Begin
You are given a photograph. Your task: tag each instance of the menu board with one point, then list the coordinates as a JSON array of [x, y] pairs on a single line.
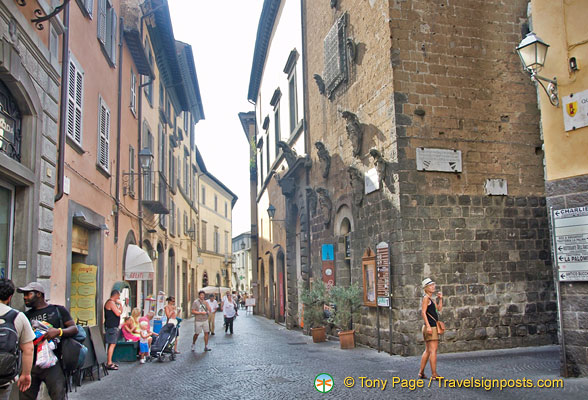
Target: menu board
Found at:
[[83, 293], [383, 274]]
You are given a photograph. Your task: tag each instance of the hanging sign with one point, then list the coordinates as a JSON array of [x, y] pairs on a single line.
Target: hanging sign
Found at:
[[575, 109], [383, 274], [571, 243]]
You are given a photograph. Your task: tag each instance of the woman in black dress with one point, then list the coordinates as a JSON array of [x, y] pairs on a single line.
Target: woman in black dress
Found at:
[[429, 313]]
End
- **DIRECTIONS**
Copy every entry above word for word, leaving out the pictures.

- **THE RESULT**
You are given a photograph. Your task: tag each instance of the menu board with one point, then list the coordinates as a JSON array of [x, y] pairs on a single line.
Target: menu board
Found at:
[[83, 293], [383, 274]]
You are given a photograph. Your task: tag each instance of the hanging sign with one point, then list the coordinates as a JSON array of [x, y] pairs on a single line.
Target: hanging sign
Found at:
[[575, 109], [383, 274], [571, 243]]
You are given a photograph. Your task: tag each instance of the woman in black dress with one point, then list the coordinates as a JSON array of [x, y] pairs on a single line.
Target: woman in black dress
Found at:
[[429, 313]]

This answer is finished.